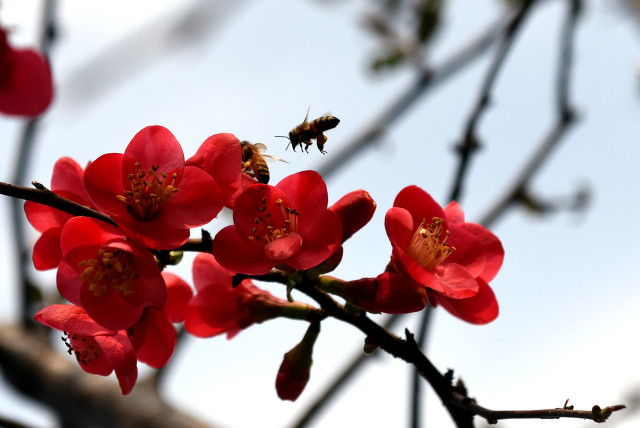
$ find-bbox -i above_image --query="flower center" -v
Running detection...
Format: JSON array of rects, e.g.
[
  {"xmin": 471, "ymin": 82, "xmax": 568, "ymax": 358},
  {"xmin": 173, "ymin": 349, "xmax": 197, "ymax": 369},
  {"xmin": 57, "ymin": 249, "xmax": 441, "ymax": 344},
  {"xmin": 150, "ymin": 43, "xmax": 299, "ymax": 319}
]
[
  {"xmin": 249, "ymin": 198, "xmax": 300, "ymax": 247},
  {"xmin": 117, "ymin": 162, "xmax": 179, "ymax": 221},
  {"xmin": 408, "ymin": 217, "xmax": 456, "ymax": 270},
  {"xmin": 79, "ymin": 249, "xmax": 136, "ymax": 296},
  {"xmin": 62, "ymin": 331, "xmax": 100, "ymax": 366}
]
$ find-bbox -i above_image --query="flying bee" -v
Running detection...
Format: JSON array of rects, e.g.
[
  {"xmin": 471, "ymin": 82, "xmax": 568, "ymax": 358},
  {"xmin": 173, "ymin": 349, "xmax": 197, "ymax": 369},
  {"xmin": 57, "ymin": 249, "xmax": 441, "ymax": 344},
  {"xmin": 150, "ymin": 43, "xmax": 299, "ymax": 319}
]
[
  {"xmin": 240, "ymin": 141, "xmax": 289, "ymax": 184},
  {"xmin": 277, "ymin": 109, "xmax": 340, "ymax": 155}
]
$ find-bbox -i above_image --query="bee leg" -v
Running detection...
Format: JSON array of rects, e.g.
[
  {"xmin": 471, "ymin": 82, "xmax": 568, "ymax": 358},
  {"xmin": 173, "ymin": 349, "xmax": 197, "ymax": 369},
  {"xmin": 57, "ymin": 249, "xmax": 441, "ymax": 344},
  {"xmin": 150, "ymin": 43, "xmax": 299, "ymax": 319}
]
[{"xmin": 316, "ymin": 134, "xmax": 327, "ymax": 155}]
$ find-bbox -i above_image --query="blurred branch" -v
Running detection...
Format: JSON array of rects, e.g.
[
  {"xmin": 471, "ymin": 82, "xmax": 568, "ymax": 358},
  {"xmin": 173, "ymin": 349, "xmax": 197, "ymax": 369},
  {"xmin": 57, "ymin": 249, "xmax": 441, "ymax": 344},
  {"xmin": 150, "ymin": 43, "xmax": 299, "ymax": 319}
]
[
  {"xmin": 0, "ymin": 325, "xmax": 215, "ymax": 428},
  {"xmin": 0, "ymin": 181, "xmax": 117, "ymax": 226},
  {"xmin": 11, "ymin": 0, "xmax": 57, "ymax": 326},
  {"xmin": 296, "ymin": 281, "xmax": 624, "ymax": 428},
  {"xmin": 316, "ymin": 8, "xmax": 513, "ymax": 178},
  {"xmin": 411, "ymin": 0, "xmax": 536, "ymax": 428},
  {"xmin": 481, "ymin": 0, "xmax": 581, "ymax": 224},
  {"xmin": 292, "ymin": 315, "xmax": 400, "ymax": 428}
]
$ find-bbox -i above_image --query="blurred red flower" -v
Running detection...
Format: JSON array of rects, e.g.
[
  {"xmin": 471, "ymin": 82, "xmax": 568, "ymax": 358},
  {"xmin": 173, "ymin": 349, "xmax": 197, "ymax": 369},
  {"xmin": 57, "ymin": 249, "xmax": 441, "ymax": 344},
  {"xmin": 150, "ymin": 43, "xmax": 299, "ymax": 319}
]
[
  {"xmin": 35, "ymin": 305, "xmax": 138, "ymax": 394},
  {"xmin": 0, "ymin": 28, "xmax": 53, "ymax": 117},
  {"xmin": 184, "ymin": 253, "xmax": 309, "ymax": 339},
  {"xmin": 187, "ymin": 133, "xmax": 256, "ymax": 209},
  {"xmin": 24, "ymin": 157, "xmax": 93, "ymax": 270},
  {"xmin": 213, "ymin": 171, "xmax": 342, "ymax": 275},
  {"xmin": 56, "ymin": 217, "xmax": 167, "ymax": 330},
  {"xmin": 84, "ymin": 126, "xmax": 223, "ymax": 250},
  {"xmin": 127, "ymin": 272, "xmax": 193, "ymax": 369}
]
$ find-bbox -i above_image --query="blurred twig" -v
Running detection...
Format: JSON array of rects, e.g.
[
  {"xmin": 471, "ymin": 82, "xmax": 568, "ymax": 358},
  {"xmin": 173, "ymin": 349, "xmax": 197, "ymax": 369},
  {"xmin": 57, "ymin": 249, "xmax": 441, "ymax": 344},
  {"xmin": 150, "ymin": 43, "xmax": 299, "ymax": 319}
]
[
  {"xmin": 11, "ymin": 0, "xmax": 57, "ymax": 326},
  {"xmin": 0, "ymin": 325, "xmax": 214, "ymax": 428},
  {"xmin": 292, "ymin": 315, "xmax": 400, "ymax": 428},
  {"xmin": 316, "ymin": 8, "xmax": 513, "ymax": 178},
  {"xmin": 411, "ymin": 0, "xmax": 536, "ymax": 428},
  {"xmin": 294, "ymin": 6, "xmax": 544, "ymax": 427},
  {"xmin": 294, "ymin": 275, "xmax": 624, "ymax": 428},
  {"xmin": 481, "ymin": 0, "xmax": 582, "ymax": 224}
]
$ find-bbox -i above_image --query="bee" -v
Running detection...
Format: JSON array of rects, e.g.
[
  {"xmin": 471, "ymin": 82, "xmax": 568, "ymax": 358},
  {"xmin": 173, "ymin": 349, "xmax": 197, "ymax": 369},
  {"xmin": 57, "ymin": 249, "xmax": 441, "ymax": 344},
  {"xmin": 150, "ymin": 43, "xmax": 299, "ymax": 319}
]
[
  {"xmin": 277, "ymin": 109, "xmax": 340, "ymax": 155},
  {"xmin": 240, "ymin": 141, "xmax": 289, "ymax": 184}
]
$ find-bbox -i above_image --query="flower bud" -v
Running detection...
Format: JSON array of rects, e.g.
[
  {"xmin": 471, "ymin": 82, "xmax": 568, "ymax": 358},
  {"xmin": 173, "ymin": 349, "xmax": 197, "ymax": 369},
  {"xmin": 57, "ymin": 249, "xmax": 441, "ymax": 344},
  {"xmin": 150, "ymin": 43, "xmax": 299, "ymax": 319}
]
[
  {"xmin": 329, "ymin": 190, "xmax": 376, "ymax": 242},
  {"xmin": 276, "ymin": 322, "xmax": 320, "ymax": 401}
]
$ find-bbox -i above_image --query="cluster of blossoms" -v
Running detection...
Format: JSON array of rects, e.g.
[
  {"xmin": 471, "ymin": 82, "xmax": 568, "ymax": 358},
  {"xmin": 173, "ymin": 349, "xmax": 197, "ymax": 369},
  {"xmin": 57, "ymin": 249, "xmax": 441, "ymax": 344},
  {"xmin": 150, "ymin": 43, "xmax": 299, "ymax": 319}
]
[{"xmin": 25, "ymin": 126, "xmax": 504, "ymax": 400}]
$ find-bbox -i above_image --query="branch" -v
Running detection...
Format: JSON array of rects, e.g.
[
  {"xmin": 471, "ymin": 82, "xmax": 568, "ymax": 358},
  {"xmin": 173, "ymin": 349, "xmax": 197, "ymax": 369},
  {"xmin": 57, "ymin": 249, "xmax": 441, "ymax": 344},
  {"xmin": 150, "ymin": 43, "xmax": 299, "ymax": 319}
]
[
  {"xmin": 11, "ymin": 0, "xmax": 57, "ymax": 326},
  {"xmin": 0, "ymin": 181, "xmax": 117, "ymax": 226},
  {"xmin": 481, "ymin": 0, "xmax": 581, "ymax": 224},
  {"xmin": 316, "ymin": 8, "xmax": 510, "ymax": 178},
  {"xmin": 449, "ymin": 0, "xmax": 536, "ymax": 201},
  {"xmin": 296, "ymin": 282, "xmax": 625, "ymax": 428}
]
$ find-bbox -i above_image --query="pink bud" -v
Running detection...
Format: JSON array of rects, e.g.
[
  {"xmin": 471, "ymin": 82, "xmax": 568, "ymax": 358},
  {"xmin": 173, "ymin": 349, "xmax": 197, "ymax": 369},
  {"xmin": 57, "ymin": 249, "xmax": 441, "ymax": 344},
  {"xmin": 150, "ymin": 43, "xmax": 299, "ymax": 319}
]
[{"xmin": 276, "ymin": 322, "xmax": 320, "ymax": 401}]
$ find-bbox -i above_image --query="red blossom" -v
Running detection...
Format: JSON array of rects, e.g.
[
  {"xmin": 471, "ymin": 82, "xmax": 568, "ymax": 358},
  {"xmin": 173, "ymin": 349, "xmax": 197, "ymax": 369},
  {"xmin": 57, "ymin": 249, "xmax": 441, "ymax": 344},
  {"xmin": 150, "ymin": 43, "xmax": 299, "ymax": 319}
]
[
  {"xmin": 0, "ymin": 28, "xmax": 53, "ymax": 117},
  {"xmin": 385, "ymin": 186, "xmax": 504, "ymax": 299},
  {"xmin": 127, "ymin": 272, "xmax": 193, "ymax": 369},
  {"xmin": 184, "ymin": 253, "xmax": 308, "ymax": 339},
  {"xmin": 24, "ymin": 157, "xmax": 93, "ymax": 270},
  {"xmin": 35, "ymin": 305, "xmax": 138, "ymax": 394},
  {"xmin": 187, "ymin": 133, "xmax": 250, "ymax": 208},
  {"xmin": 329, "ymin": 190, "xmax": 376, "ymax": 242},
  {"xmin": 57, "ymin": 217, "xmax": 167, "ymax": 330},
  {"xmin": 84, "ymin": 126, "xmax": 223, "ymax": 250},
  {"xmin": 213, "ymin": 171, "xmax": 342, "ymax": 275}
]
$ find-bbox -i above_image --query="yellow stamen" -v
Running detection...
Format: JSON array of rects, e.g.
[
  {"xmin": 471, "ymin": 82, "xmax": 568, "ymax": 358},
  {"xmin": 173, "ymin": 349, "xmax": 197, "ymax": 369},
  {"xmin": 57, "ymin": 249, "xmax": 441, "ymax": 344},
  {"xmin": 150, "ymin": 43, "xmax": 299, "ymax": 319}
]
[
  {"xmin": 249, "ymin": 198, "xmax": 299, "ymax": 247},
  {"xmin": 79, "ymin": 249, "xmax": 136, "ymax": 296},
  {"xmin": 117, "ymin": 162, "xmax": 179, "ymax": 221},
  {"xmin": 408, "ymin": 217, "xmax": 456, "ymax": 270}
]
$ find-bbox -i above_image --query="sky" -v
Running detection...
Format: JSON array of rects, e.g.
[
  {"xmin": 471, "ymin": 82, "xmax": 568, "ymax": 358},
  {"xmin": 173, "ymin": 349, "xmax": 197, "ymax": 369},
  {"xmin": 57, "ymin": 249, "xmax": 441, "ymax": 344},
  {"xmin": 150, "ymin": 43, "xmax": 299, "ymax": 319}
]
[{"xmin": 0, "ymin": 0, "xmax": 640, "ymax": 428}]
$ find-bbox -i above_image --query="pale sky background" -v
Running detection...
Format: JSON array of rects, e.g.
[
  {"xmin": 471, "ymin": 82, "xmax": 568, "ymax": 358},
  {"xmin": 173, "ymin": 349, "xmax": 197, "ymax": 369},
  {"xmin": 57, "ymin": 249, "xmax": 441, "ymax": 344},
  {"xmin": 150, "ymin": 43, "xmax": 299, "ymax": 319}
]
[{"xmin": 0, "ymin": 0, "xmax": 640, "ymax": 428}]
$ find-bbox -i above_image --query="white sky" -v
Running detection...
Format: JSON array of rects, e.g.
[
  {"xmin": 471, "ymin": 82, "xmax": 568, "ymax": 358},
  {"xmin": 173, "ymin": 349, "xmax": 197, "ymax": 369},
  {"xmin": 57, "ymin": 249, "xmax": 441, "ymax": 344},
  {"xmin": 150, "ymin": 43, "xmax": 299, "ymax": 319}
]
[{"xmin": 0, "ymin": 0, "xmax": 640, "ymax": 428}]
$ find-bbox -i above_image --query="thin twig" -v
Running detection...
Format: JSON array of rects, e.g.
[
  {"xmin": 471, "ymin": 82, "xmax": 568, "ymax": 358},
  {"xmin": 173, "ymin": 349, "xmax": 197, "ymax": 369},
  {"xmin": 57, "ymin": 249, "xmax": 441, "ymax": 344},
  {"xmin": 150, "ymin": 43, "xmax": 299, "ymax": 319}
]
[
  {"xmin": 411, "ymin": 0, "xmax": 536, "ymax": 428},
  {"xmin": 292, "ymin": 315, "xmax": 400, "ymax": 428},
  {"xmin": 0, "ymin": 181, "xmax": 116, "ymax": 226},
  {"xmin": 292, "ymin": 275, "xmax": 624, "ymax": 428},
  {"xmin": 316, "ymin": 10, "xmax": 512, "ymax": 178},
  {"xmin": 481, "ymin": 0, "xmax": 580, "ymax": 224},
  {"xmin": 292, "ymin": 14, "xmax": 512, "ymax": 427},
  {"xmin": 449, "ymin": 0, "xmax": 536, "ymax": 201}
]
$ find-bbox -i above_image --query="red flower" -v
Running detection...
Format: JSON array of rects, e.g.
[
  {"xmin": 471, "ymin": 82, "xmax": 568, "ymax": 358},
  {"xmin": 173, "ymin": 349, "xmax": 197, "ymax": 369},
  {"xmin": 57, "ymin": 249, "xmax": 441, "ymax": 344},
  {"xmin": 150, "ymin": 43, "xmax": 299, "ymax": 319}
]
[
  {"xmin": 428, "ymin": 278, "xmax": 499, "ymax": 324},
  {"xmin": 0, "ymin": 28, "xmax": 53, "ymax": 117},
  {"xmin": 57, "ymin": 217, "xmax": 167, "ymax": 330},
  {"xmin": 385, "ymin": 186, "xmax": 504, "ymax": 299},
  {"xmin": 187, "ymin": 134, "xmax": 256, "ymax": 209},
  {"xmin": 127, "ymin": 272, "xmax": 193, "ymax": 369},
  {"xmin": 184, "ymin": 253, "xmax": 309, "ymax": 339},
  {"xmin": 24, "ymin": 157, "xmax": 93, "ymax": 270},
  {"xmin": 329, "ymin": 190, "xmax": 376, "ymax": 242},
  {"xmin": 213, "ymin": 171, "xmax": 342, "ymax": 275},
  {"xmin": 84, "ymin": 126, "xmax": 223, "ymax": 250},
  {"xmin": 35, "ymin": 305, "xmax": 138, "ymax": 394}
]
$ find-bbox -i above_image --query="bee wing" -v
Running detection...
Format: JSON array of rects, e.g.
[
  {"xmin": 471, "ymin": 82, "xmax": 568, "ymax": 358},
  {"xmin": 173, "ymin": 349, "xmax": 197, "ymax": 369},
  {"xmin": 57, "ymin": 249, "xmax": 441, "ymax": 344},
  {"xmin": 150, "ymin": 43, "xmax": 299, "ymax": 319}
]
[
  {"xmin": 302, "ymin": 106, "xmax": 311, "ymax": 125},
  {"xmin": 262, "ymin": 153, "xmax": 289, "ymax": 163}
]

▬▬▬▬▬▬▬▬▬▬

Stated goal
Return every line of the material above that contains the string "flower".

Solved problem
$ find-bbox -i above_image --query="flower center" -v
$ find-bbox -i above_image --query="blurred red flower" -v
$ find-bbox -i above_image --query="flower bud" -v
$ find-bbox -i above_image --query="red flower" -v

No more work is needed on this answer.